Record extracts ▸
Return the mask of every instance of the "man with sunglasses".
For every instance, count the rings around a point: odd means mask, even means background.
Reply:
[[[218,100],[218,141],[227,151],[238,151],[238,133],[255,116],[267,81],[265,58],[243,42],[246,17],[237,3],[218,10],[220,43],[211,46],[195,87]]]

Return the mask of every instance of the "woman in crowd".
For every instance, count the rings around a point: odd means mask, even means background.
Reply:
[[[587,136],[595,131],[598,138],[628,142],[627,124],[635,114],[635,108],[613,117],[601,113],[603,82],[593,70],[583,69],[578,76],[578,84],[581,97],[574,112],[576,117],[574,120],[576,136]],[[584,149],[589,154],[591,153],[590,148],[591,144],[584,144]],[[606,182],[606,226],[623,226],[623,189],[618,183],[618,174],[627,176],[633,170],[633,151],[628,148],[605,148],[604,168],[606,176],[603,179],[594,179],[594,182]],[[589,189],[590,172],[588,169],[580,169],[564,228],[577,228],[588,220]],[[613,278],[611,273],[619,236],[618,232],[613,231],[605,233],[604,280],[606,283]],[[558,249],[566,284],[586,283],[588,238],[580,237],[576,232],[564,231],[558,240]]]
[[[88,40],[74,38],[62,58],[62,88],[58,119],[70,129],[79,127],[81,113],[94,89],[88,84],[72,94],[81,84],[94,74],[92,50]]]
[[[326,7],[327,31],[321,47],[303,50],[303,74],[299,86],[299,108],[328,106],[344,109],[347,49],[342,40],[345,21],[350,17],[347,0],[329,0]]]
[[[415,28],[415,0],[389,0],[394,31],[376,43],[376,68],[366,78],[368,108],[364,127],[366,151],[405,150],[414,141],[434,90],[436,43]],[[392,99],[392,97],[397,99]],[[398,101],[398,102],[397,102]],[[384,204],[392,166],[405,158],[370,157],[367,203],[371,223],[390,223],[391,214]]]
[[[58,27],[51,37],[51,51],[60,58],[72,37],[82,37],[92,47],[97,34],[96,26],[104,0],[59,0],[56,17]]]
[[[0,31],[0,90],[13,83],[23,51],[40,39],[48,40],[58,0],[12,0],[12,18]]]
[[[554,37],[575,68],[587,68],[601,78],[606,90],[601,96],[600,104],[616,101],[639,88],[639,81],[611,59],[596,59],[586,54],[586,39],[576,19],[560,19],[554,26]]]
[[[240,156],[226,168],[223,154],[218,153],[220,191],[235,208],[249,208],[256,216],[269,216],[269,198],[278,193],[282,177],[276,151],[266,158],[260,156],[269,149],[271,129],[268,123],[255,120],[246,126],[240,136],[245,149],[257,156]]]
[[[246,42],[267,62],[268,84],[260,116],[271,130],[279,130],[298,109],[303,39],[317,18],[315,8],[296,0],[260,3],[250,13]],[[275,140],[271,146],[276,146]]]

What you are asked to do ▸ Write out all of the records once more, exactly.

Answer ▸
Return the mask of every instance of the "man with sunglasses".
For every instance, count the rings around a point: odd means mask, even means background.
Reply:
[[[218,100],[218,141],[227,151],[238,151],[238,133],[255,116],[267,81],[265,58],[243,42],[246,17],[237,3],[218,10],[220,43],[211,46],[195,87]]]

Return the mask of every instance of the "woman in crowd".
For every instance, count the rings around a point: odd means mask, even means background.
Reply:
[[[587,136],[595,131],[598,138],[628,142],[627,124],[635,114],[635,108],[613,117],[601,113],[603,82],[593,70],[583,69],[578,76],[578,84],[581,97],[574,112],[576,117],[574,120],[576,136]],[[584,149],[589,154],[591,153],[590,148],[591,144],[584,144]],[[606,182],[606,226],[623,226],[623,189],[618,183],[618,174],[627,176],[633,170],[633,151],[628,148],[605,148],[604,168],[606,176],[603,179],[594,179],[594,182]],[[589,189],[590,172],[588,169],[580,169],[564,228],[577,228],[588,220]],[[613,278],[611,273],[619,236],[618,232],[613,231],[605,233],[604,280],[606,283]],[[558,249],[566,284],[586,283],[588,238],[580,237],[576,232],[564,231],[558,240]]]
[[[88,40],[74,38],[62,58],[62,88],[58,119],[70,129],[79,127],[81,113],[94,89],[88,84],[72,94],[81,84],[94,74],[92,50]]]
[[[326,7],[327,31],[321,47],[303,50],[303,74],[299,86],[299,108],[328,106],[344,109],[347,49],[342,40],[345,21],[350,17],[347,0],[329,0]]]
[[[415,28],[415,0],[389,0],[394,31],[376,43],[376,68],[366,78],[368,108],[364,127],[366,151],[405,150],[414,141],[434,90],[436,43]],[[392,99],[392,97],[397,99]],[[398,101],[398,102],[397,102]],[[384,204],[392,166],[405,158],[370,157],[367,203],[371,223],[390,223],[391,214]]]
[[[58,27],[51,37],[51,51],[60,58],[72,37],[82,37],[92,47],[97,34],[96,26],[104,0],[59,0],[56,17]]]
[[[0,31],[0,90],[13,83],[23,51],[40,39],[48,40],[58,0],[12,0],[12,18]]]
[[[554,37],[575,68],[587,68],[601,78],[606,90],[601,96],[600,104],[616,101],[639,88],[639,81],[611,59],[596,59],[586,54],[586,39],[576,19],[560,19],[554,26]]]
[[[240,156],[226,168],[223,154],[218,153],[220,191],[235,208],[249,208],[256,216],[269,216],[269,198],[278,193],[282,177],[276,151],[266,158],[260,156],[269,149],[271,129],[268,123],[255,120],[246,126],[240,136],[245,149],[257,156]]]
[[[246,42],[267,62],[268,84],[260,116],[271,130],[279,130],[298,109],[303,39],[317,18],[315,8],[296,0],[260,3],[250,13]],[[275,140],[271,146],[276,146]]]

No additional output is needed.